* Exercise details *
Scale the stretch of the records below, from the line containing "Pick out each instance of the field of" through the end of the records, both ends included. Reproduce every line, requests and all, but multiply each point coordinate in the answers by 0.5 and round to the nearest whole number, with halves rounding up.

* Material to process *
=====

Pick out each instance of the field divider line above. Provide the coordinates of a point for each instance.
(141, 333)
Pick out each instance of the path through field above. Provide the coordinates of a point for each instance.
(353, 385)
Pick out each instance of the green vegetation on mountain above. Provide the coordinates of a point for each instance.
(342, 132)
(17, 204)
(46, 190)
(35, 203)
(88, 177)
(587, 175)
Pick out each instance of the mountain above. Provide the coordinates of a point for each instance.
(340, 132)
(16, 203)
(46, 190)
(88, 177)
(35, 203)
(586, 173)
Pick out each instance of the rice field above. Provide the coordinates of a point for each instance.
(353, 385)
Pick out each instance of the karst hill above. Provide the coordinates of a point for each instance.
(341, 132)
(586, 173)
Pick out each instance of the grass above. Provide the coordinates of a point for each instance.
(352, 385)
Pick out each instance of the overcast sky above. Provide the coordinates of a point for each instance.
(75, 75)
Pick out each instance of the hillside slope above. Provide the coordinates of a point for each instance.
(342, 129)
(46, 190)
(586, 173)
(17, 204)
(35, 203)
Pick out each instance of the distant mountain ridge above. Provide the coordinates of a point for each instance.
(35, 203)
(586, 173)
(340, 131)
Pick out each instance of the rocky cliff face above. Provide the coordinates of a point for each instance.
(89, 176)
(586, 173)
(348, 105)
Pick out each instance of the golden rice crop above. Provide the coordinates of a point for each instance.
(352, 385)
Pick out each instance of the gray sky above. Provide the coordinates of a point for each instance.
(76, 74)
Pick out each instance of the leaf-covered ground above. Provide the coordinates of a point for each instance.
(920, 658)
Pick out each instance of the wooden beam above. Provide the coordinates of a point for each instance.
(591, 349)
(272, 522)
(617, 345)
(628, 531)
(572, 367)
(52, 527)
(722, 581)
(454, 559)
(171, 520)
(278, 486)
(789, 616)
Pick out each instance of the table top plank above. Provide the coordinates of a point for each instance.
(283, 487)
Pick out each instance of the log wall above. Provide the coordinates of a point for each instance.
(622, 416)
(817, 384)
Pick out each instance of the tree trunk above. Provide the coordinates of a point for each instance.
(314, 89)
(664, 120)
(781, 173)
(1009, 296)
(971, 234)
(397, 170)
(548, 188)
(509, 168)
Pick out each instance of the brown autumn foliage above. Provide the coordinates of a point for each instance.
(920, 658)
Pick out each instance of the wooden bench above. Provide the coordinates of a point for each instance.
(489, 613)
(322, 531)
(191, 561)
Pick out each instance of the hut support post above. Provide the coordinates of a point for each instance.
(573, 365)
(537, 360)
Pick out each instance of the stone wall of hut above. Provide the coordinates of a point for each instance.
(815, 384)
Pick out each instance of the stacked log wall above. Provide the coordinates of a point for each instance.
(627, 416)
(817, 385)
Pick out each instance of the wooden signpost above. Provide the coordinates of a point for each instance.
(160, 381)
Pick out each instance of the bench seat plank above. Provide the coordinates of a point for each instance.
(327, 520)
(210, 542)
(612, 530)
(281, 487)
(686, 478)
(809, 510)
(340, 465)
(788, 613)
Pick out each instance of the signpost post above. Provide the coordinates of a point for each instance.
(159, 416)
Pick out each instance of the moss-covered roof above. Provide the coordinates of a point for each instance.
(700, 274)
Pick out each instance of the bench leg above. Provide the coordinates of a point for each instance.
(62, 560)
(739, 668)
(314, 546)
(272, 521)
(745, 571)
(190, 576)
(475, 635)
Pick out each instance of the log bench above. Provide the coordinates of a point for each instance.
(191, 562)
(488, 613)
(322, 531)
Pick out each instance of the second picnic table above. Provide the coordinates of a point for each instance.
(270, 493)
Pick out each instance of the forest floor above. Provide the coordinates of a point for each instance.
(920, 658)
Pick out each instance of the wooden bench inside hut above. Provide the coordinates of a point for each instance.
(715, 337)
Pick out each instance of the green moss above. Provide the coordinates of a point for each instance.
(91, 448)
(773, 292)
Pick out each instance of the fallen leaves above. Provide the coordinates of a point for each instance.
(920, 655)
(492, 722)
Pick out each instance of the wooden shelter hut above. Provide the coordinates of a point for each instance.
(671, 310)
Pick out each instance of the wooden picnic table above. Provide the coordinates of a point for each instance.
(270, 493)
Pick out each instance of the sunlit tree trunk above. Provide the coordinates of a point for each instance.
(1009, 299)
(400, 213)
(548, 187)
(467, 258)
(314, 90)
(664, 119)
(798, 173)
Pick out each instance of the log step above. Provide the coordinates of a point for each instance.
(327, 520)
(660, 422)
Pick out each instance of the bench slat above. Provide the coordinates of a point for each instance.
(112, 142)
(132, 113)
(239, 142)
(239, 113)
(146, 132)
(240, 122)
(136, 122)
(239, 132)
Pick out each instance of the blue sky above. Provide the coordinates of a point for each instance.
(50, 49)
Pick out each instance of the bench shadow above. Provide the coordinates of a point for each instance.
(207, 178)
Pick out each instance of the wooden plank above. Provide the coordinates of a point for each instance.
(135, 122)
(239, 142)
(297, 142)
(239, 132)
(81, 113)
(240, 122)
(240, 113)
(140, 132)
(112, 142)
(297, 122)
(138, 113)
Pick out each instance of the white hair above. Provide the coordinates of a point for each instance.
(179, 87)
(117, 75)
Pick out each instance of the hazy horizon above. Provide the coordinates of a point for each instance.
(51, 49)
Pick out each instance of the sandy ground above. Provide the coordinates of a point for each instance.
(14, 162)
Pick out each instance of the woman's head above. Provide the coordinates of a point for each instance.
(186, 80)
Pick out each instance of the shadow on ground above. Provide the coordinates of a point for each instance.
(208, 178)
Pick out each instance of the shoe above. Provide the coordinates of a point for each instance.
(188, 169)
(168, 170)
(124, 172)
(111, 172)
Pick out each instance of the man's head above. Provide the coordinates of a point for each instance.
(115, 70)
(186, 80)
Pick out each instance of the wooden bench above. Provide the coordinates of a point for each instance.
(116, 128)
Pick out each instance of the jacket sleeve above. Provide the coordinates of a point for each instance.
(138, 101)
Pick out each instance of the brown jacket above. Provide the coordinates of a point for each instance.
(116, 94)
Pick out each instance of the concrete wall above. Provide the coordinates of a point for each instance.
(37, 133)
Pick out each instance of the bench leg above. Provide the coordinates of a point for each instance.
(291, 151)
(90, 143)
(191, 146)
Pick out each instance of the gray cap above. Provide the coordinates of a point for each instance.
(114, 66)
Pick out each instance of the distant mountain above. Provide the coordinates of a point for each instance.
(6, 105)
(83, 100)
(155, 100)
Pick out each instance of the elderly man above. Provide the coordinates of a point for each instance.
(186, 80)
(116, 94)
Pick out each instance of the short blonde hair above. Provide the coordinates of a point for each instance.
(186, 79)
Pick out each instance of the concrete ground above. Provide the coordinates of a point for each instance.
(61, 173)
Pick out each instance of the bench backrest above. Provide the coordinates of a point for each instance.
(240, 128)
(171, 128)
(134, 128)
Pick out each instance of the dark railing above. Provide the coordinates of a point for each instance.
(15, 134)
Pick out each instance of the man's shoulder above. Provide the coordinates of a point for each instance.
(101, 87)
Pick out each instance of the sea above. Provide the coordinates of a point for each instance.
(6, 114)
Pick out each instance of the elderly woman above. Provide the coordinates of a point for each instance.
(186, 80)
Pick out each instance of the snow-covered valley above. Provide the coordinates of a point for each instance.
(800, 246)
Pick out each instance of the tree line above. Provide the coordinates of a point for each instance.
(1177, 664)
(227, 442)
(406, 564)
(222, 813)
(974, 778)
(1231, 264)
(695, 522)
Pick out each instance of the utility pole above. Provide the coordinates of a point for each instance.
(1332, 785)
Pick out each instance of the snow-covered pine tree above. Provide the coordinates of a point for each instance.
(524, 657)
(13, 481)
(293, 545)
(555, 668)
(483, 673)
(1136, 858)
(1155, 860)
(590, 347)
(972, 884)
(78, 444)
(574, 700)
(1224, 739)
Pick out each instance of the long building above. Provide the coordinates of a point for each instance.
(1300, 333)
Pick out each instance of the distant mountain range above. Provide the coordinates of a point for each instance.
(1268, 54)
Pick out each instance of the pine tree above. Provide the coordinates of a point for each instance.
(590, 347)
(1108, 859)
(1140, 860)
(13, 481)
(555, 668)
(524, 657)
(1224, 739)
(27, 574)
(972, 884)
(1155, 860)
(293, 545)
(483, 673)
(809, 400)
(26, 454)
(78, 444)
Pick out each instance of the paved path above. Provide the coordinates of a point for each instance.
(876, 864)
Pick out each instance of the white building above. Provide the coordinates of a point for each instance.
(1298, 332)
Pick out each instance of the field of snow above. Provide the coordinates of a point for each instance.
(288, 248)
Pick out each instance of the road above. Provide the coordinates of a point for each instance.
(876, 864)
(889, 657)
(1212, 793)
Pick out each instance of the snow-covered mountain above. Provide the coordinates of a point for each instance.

=====

* Final result *
Pick out each instance of the field of snow above. Provide the coordinates of a point for each instance.
(144, 124)
Pick out each instance of the road above. Provide the coordinates of a point for each instance.
(438, 432)
(445, 329)
(606, 397)
Pick out each instance of the snow-covered mountain above. Provide the coordinates of a point for each instance.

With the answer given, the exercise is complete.